## Task goal
Copy the lines below that contain "amplifier".

## The data

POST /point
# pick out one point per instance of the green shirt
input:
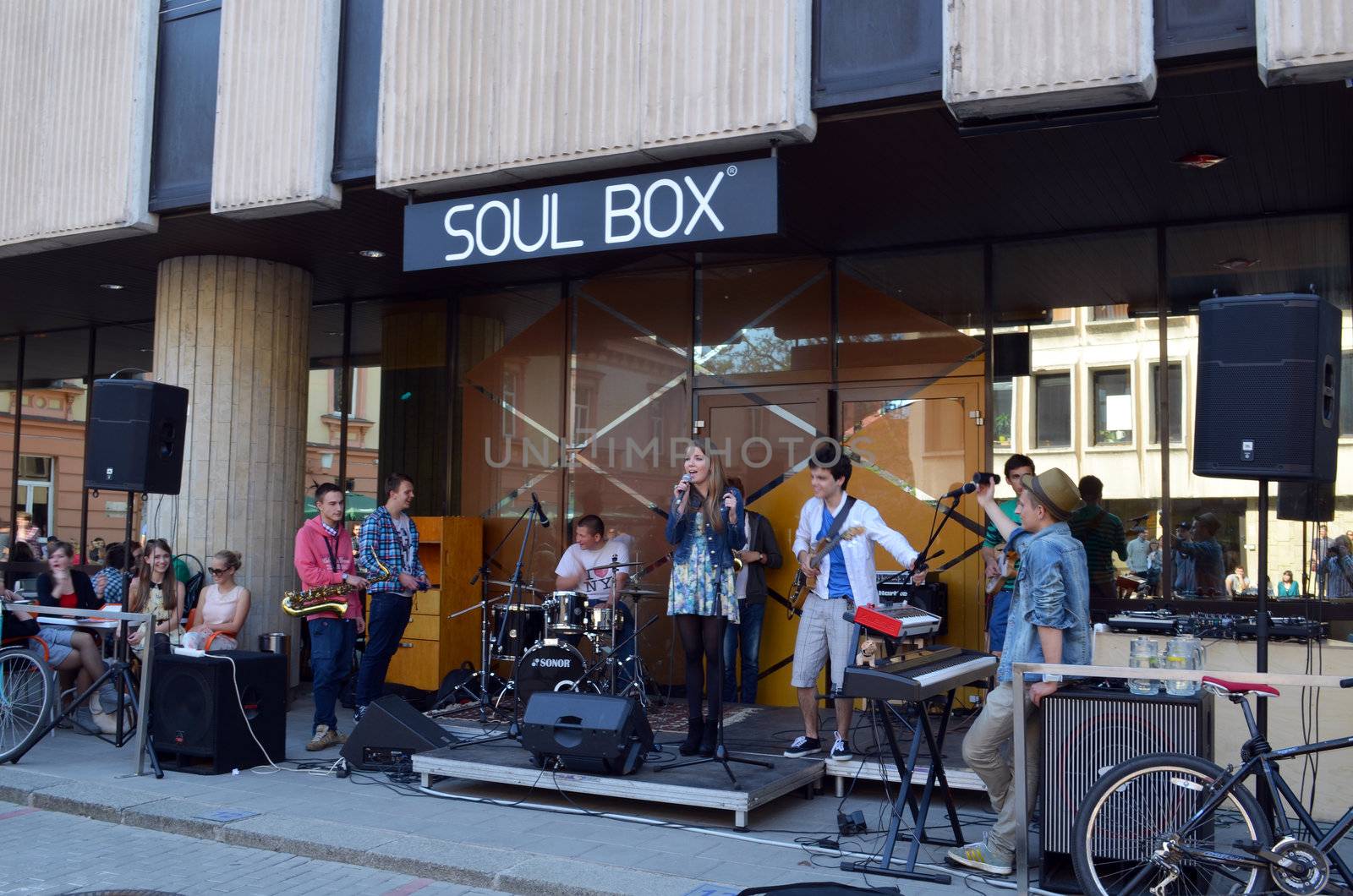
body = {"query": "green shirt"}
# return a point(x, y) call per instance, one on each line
point(1102, 533)
point(994, 536)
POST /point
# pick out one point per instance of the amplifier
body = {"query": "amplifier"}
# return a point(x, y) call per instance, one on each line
point(931, 597)
point(1088, 729)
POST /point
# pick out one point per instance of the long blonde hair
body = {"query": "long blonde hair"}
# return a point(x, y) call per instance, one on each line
point(715, 485)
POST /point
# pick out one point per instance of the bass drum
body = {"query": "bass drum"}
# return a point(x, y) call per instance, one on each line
point(547, 668)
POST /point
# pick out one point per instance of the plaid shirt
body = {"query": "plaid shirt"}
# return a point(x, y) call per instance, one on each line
point(379, 540)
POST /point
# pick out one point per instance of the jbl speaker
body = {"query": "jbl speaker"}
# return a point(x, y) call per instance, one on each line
point(1089, 729)
point(195, 713)
point(1268, 382)
point(390, 734)
point(1307, 501)
point(586, 733)
point(134, 437)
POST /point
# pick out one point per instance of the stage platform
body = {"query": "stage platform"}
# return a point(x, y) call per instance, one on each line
point(757, 733)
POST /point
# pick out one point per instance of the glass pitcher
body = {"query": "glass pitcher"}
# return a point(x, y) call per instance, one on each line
point(1184, 651)
point(1143, 653)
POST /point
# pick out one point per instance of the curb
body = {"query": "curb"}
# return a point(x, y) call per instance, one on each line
point(468, 865)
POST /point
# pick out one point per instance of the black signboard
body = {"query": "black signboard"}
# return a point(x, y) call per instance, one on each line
point(690, 205)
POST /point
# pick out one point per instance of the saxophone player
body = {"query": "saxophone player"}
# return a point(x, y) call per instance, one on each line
point(324, 556)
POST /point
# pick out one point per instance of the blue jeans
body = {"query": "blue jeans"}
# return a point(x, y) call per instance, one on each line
point(331, 664)
point(386, 620)
point(748, 632)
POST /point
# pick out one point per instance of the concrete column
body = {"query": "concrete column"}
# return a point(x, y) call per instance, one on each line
point(236, 333)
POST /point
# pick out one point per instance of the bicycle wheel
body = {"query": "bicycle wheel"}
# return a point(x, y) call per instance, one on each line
point(1136, 814)
point(27, 692)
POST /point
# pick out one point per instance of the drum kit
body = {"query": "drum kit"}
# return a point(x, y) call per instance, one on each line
point(543, 635)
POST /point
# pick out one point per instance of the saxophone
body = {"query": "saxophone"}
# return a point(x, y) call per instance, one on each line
point(317, 600)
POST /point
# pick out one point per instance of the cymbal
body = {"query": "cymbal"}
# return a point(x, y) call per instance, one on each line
point(638, 592)
point(520, 587)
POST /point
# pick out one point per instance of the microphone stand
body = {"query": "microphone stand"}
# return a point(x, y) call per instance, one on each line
point(482, 578)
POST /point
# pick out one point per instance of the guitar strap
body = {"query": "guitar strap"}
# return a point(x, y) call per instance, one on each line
point(841, 517)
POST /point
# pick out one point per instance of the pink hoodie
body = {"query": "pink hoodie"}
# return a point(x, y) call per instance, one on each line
point(315, 567)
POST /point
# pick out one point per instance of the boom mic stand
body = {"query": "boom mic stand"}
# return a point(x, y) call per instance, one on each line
point(482, 578)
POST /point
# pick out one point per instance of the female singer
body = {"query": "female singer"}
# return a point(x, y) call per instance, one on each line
point(707, 527)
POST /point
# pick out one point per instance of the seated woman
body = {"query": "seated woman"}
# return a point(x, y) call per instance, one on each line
point(222, 607)
point(156, 590)
point(71, 654)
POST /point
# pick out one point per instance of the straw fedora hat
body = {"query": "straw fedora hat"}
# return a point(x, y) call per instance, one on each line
point(1055, 492)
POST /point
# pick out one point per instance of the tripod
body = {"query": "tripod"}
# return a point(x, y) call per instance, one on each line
point(514, 587)
point(721, 754)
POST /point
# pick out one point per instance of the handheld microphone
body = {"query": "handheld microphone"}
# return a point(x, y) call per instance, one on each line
point(540, 512)
point(967, 488)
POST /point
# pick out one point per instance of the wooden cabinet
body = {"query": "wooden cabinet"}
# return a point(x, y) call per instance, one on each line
point(451, 549)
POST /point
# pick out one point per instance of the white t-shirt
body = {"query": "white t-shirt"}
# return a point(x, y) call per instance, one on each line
point(595, 583)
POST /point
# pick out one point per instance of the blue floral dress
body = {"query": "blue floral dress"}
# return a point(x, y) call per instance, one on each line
point(693, 582)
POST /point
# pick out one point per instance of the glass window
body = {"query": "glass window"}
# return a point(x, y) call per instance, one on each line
point(1003, 396)
point(1053, 410)
point(1176, 385)
point(1113, 407)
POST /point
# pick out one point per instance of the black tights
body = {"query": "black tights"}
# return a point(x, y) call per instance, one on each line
point(703, 639)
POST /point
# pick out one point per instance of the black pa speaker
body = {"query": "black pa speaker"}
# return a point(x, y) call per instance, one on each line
point(195, 715)
point(1268, 389)
point(1306, 501)
point(1089, 729)
point(134, 436)
point(586, 733)
point(390, 734)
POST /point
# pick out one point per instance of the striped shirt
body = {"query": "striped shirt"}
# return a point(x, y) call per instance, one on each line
point(1102, 533)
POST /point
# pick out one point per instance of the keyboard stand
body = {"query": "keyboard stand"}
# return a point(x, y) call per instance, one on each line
point(906, 767)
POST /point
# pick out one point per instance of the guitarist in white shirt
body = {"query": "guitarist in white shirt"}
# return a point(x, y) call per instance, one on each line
point(845, 578)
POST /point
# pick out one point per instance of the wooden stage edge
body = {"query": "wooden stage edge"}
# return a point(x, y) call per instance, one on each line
point(703, 787)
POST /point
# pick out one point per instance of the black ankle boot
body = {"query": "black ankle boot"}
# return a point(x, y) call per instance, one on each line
point(694, 733)
point(710, 740)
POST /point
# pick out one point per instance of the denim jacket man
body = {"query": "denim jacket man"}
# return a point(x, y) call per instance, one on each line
point(1050, 623)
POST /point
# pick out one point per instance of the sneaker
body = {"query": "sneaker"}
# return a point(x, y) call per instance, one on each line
point(325, 736)
point(804, 746)
point(981, 857)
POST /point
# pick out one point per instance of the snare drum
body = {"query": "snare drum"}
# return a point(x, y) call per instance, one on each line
point(566, 614)
point(547, 668)
point(525, 626)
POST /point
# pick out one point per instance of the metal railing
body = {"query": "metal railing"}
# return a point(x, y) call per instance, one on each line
point(144, 702)
point(1018, 672)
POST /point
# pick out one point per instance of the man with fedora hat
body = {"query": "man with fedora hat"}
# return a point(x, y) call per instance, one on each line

## Task response
# pick out one point per instance of the amplifier
body = {"query": "amplifier"}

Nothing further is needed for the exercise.